STATED TASK -> Skip the pictures and extract all of the lines exactly as written.

ITEMS ->

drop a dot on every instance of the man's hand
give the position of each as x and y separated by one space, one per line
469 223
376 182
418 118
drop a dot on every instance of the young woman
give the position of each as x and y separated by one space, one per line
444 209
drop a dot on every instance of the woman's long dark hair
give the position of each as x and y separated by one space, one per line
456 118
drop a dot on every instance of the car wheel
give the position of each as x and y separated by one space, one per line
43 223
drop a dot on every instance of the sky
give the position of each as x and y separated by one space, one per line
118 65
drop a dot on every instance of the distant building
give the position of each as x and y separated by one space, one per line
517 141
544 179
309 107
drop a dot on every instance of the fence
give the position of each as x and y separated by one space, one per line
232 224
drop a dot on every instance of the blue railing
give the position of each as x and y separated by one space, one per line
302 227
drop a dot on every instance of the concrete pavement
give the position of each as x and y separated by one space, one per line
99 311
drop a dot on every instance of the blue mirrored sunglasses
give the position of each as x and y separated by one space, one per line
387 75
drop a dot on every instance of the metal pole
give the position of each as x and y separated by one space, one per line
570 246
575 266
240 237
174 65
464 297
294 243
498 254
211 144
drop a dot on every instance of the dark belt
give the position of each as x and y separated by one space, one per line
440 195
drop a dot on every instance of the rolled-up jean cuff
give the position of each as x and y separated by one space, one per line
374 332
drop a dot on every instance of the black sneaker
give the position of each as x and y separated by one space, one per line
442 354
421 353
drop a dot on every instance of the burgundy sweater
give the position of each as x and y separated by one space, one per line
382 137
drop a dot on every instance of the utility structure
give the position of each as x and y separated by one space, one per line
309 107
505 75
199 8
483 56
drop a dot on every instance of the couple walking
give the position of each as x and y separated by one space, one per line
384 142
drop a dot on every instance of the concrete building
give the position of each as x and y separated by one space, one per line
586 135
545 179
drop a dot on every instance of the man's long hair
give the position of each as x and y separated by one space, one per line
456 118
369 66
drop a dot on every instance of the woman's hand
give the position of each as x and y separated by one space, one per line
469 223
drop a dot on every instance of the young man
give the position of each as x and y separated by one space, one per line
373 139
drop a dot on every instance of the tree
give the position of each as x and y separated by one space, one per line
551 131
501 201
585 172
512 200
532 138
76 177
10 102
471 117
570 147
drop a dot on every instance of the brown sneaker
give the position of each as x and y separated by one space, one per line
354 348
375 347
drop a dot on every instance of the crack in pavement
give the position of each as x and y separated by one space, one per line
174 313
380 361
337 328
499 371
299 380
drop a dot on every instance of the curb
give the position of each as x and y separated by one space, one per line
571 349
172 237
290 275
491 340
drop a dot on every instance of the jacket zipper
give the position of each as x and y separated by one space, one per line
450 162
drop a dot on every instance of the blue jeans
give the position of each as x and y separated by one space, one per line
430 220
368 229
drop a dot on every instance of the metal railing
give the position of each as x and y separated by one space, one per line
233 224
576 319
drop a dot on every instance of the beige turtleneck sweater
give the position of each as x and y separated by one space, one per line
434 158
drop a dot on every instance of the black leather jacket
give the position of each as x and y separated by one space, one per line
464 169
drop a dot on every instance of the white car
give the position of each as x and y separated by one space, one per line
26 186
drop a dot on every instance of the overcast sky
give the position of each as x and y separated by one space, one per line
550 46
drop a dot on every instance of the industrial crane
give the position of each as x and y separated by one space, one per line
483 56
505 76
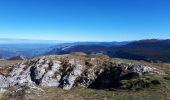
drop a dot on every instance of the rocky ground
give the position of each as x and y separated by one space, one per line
79 76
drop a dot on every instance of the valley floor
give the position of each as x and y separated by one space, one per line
159 92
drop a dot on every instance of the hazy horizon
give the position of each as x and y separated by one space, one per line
85 20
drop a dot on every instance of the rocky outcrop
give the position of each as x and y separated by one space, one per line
69 71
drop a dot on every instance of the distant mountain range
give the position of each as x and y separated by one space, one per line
148 50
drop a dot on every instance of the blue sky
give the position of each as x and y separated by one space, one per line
85 20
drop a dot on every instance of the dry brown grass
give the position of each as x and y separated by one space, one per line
5 66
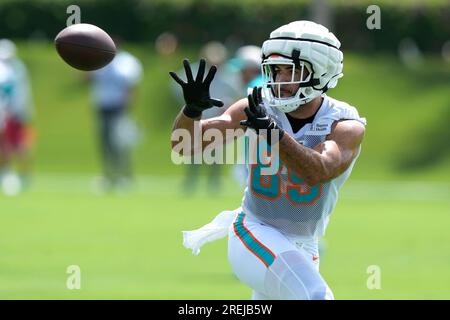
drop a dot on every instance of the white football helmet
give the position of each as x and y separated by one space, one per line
301 45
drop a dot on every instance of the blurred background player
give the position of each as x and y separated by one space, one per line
113 91
16 109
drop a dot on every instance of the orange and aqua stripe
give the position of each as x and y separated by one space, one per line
249 240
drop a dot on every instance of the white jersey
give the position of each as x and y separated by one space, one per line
283 200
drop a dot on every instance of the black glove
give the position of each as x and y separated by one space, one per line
257 117
196 92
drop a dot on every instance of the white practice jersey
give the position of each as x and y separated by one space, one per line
283 200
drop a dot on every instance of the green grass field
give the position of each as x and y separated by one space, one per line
393 212
130 246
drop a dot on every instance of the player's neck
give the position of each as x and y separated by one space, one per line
308 109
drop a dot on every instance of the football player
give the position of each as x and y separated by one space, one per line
273 237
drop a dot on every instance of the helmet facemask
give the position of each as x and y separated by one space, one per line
301 75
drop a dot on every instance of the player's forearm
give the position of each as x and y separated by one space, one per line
306 163
192 127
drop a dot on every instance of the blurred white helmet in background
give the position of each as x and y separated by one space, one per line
249 56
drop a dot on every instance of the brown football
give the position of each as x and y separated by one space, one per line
85 46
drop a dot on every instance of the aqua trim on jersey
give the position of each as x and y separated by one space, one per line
249 240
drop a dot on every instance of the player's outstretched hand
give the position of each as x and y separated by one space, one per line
257 118
196 91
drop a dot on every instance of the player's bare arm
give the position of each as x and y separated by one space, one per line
328 159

ANSWER IN FULL ->
drop a dot on every instance of the man's hand
give the position of each as x and y separated by one space, one per line
469 223
376 182
418 118
drop a dot on every instance of the young woman
give the position of each as x and y separated by one space, one per line
444 209
drop a dot on every instance of the woman's long dark hair
give the position of each as x and y separated by one space, one per line
456 118
drop a dot on every instance of the car wheel
give the position of each as x and y separated by one space, one per line
43 223
drop a dot on every instance of the sky
give the position of each as x and y separated by one space, one per line
118 65
drop a dot on every instance of the distant building
give the position of each as x and y separated by one space, one per line
517 141
544 179
309 107
drop a dot on every instance of the fence
give the position of each as x and y separated by one space, one per line
232 224
drop a dot on every instance of the blue railing
give the position of each as x and y separated by one space, one per line
302 227
drop a dot on every instance of the concrete pavement
give the position of each as x and y separated by one space, one per line
99 311
drop a dot on every instance of the blue mirrored sunglasses
give the position of each as x and y separated by one space, one per line
387 75
drop a dot on every instance of the metal pole
give the position of each as x and y separated by one space, one per line
570 246
575 266
240 237
174 65
464 297
294 243
498 254
211 144
drop a dot on every instance of the dark belt
give the position of each as x and y separated by one space, one per line
440 195
drop a dot on every instance of the rolled-up jean cuff
give the position of each as x and y separated by one space, one per line
374 332
drop a dot on every instance of the black sneaker
give the position of each as x and y separated by one space, one per line
442 354
421 353
drop a dot on every instance of the burgundy sweater
give the position of each as x and y separated by one space, one per line
382 137
drop a dot on every instance of the utility structure
give the position of each as x and y separated by one space, one per line
309 107
505 75
199 8
483 56
drop a dot on every instance of the couple walking
give the position of each as x and y separated by one space, one per line
384 142
drop a dot on every instance of the concrete building
give the position of each as x and y separated by one space, one per line
586 135
545 179
drop a dot on every instance of the man's long hair
give the position of each as x and y separated by one space, one per line
456 118
369 66
drop a dot on every instance of the woman's hand
give the position of each as x and y separated by one space, one per line
469 223
drop a dot on every instance of the young man
give the position of each as x and y separated by one space, one per line
373 139
drop a dot on every instance of the tree
give the position of each as x and y separated by one space, one per line
551 131
501 201
585 172
512 200
532 138
76 177
10 102
471 117
570 147
drop a dot on every instance of the brown sneaker
give the position of each as x and y separated by one space, one per line
354 348
375 347
drop a dot on every instance of the crack in pavement
give the position of each as x and y separated by one space, one per line
174 313
380 361
337 328
499 371
299 380
drop a dot on every instance of the curb
give the position of each as x and y separated by one space, one per line
571 349
172 237
290 275
491 340
drop a dot on every instance of the jacket zipper
give the position of each as x and y separated by one space, one per line
450 162
drop a dot on every instance of the blue jeans
give the position of each as x and y separated by one space, one per line
430 220
368 229
drop a dot on every instance of the metal railing
give the position of each as x and y separated by one space, one per line
233 224
576 319
drop a dot on every instance of the beige turtleneck sweater
give the position of each as x and y separated by one space, one per line
434 158
drop a dot on every instance of the black leather jacket
give the position of each as x and y separated by one space, one per line
464 169
drop a dot on every instance of the white car
give the position of each as x and y separated by one space, one per line
26 186
drop a dot on every instance of the overcast sky
give the position of each as x and y separated by one space, one per line
550 46
drop a dot on every instance of the industrial crane
give the position of each as x and y separated by one space, one per line
483 56
505 76
drop a dot on every instance of the rocky ground
give the position of each as x and y separated by one space, one per line
79 76
drop a dot on every instance of the valley floor
give the position of each as x and y separated by one space, one per line
159 92
drop a dot on every instance of the hazy horizon
give the position of each as x and y separated by one space, one per line
85 20
drop a dot on every instance of the rocky outcrop
give the position of each as x and y separated by one space, one per line
69 71
drop a dot on every instance of the distant mountain range
give the position of each as x and y separated by one space, one per line
148 50
drop a dot on every instance of the blue sky
give the position of each as x and y separated by one space, one per line
85 20
drop a dot on every instance of the dry brown grass
give the position of each as x and y separated by one space, one per line
5 66
drop a dot on every instance of the white football helmet
give the position of each as x and y separated by one space, one per line
301 45
drop a dot on every instance of the blurred background player
give the position of each as x and y separated by one space, one per line
113 91
16 109
drop a dot on every instance of the orange and aqua stripe
give the position of each as x and y separated by one space, one per line
249 240
drop a dot on every instance of the white jersey
give the position of each as x and y separated by one space, one per line
283 200
drop a dot on every instance of the black glove
give the position of each as x and y separated by one space, one per line
257 117
196 92
drop a dot on every instance of the white practice jersey
give the position of each as x and y separated by one space, one per line
283 200
drop a dot on every instance of the green grass field
give the position of each as x and y separated by one space, one per line
393 212
130 246
drop a dot on every instance of the player's neck
give the position of each as x and y separated by one space, one per line
308 109
drop a dot on every instance of the football player
give the position of each as x and y separated by one space, one per line
273 237
drop a dot on every instance of the helmet facemask
give the position of each as x and y separated by one space, one per line
301 75
drop a dot on every instance of the player's forearm
give the position of each as x and y separated by one space, one per line
306 163
192 127
drop a dot on every instance of the blurred white helmet in background
give the position of each as x and y separated by one space, one per line
249 56
drop a dot on every instance of the brown football
give the position of each as x and y separated by one space, one per line
85 46
drop a dot on every instance of the aqua trim on jersey
give the position of each as x and y separated by one space, one per line
249 240
drop a dot on every instance of the player's outstretched hand
give the position of each as x and y separated by one space, one per line
257 118
196 91
drop a dot on every instance of the player's bare arm
give the position of each as x and y separated by one space, one per line
328 159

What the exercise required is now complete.